Saved entries
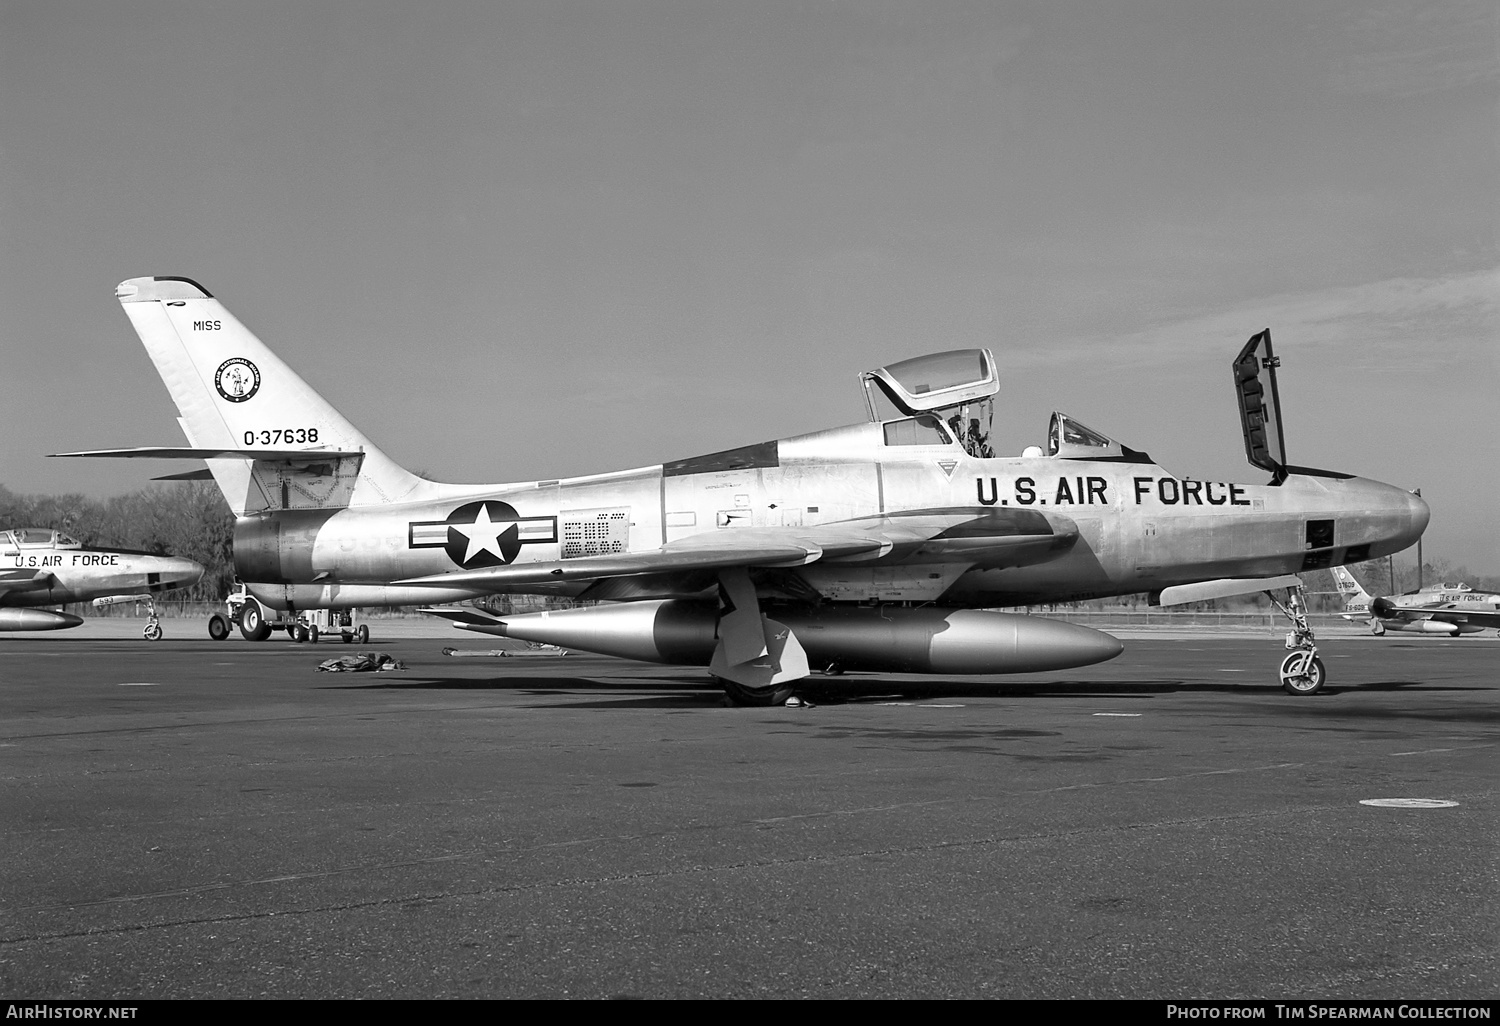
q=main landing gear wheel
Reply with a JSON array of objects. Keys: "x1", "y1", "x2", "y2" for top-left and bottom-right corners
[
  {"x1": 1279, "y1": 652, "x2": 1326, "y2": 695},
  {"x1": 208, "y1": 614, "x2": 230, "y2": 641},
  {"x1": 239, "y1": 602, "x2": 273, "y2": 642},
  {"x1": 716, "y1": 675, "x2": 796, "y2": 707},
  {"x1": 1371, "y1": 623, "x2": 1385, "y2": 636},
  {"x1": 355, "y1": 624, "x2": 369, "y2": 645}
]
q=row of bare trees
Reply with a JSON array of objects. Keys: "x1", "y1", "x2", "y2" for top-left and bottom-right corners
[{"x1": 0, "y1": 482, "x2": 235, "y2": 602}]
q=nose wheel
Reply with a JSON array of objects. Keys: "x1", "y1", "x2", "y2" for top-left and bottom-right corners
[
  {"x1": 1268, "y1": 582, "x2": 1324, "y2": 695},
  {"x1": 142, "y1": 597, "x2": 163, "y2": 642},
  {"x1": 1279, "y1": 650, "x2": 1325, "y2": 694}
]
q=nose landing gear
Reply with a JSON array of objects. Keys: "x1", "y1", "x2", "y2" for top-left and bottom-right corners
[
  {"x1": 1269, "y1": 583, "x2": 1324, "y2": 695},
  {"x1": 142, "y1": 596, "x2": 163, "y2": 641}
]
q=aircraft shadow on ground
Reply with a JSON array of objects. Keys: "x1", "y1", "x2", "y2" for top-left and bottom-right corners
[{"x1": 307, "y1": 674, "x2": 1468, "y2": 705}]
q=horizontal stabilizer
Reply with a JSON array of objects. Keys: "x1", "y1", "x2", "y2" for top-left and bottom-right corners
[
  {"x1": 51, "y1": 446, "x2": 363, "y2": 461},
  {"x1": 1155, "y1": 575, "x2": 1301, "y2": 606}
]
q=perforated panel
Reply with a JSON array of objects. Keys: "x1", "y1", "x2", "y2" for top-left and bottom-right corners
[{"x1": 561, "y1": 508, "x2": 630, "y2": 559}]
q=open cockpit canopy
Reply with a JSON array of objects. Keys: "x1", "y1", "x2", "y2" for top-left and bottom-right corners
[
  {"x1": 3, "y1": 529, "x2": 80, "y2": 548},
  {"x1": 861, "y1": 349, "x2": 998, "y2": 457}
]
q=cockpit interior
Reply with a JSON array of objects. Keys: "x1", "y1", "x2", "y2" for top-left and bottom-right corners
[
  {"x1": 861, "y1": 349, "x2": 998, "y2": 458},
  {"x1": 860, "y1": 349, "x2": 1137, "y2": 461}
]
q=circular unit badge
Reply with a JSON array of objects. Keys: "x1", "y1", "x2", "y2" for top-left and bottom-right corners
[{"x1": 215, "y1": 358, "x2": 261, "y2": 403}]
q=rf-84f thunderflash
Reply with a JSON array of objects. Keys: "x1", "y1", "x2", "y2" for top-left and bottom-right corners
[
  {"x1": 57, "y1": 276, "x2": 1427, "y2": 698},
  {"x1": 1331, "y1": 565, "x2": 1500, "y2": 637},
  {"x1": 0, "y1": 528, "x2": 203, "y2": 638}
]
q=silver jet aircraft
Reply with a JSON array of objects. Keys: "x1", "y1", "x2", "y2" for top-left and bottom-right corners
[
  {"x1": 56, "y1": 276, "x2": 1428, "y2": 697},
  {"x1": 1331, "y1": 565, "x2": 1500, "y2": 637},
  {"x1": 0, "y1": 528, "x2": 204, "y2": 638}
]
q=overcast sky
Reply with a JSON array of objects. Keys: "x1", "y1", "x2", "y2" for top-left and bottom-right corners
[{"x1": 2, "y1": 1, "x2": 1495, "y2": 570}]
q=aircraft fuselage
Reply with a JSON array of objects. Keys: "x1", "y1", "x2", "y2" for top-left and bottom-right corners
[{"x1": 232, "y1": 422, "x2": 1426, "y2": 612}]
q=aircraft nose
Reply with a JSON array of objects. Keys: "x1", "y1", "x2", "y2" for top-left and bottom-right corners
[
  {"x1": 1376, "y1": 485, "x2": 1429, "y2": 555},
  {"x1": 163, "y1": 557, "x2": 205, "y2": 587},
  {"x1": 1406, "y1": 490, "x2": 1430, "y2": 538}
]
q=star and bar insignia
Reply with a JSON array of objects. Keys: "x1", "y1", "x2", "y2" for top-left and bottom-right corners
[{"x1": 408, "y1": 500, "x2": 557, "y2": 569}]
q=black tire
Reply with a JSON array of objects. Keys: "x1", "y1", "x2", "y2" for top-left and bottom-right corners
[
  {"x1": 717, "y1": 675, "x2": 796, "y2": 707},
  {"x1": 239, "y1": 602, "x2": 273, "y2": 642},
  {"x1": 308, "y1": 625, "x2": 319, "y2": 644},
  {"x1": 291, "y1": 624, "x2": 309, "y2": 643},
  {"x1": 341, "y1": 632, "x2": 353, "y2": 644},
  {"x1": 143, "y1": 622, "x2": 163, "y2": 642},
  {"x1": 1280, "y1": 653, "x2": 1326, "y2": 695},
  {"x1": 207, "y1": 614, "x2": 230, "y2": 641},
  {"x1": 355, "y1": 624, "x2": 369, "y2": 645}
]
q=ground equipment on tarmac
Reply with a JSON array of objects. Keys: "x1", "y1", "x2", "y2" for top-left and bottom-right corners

* **ASSIGNMENT**: Include the first line of the records, the line containing "q=aircraft shadow on ground", and every line between them, repeated exactly. Skip the pictures.

* **TASK SOLUTION**:
q=main landing gear wheel
Reply with a JSON array of objects. Keys: "x1", "y1", "x2", "y2" for top-left and bottom-right corners
[
  {"x1": 1279, "y1": 652, "x2": 1326, "y2": 695},
  {"x1": 208, "y1": 614, "x2": 230, "y2": 641},
  {"x1": 239, "y1": 602, "x2": 273, "y2": 642},
  {"x1": 716, "y1": 675, "x2": 796, "y2": 707},
  {"x1": 1371, "y1": 623, "x2": 1385, "y2": 636},
  {"x1": 355, "y1": 624, "x2": 369, "y2": 645}
]
q=row of bare trees
Reply with a JSON array of objects. Keys: "x1", "y1", "x2", "y2" for top-left and bottom-right corners
[{"x1": 0, "y1": 482, "x2": 235, "y2": 602}]
q=nose wheel
Reply with a JSON array of objects. Keys: "x1", "y1", "x2", "y2" for top-left and bottom-right corners
[
  {"x1": 1268, "y1": 582, "x2": 1324, "y2": 695},
  {"x1": 142, "y1": 597, "x2": 163, "y2": 642},
  {"x1": 1279, "y1": 650, "x2": 1325, "y2": 694}
]
q=nose landing gear
Reply with a JSON array of objects. Keys: "x1", "y1", "x2", "y2" for top-left and bottom-right corners
[
  {"x1": 1269, "y1": 583, "x2": 1324, "y2": 695},
  {"x1": 142, "y1": 596, "x2": 163, "y2": 641}
]
q=aircraft shadow on ground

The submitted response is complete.